▸ **Directions**
• a. According to the tube amplifier post, which two tubes did the writer use in a similar circuit designed years ago?
• b. Print the tube amplifier post from "You guessed it..." up to and including "was promising though.".

You guessed it... A pair of EF86's in the driver stage, in quite a novel arrangement, IIRC I think Peter Walker even got a patent on the topology - and the EF86 will do large signal swings with reasonable linearity, to the tune of at least 120Vpp to drive a KT88..

I haven't looked at a schematic recently so I don't remember all of the details.. I designed a similar circuit using 12AX7A and 6BQ5 years ago looking for something "clever" and inexpensive to mass produce as a oem'd cheap entry level 20W pp mono block.. Never made it to production, performance was promising though.

Some of the European telco pentodes ought to be interesting as an alternative to the cascode.. (Like C3M, D3A...)
 
Don't forget Telefunken EF804s, another awesone small signal pentode.

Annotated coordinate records
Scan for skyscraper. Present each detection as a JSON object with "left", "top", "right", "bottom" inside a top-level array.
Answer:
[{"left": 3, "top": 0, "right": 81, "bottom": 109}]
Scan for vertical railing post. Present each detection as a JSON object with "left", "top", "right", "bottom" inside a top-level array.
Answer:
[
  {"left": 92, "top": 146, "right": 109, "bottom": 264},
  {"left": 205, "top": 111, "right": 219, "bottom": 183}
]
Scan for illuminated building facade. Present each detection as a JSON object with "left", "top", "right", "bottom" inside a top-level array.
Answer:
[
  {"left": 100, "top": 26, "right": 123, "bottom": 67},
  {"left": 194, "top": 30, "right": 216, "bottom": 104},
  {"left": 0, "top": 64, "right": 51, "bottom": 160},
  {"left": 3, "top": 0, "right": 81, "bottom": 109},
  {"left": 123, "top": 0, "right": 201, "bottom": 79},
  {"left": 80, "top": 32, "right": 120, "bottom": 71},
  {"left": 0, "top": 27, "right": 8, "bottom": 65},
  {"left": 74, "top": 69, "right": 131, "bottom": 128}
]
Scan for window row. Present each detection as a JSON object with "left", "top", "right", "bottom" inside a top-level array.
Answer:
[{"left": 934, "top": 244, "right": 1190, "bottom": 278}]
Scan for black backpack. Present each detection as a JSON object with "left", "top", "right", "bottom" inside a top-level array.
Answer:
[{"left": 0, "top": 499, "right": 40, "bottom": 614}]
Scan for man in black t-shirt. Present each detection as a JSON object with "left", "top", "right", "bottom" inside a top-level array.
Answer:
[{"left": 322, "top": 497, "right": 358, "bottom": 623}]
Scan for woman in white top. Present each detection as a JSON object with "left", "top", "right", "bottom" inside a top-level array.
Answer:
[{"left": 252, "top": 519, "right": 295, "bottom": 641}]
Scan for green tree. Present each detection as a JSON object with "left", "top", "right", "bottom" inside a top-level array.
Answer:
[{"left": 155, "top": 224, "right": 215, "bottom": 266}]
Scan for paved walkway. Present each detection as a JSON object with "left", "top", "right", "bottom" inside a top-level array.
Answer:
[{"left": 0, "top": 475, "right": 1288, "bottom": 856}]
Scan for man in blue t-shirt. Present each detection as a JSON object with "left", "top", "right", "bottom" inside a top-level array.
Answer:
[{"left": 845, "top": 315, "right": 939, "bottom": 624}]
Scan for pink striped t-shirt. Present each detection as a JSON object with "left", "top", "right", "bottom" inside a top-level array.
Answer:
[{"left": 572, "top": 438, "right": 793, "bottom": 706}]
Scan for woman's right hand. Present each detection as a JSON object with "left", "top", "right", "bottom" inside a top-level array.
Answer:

▸ **Set of answers**
• a. The 12AX7A and the 6BQ5.

• b.
You guessed it... A pair of EF86's in the driver stage, in quite a novel arrangement, IIRC I think Peter Walker even got a patent on the topology - and the EF86 will do large signal swings with reasonable linearity, to the tune of at least 120Vpp to drive a KT88..

I haven't looked at a schematic recently so I don't remember all of the details.. I designed a similar circuit using 12AX7A and 6BQ5 years ago looking for something "clever" and inexpensive to mass produce as a oem'd cheap entry level 20W pp mono block.. Never made it to production, performance was promising though.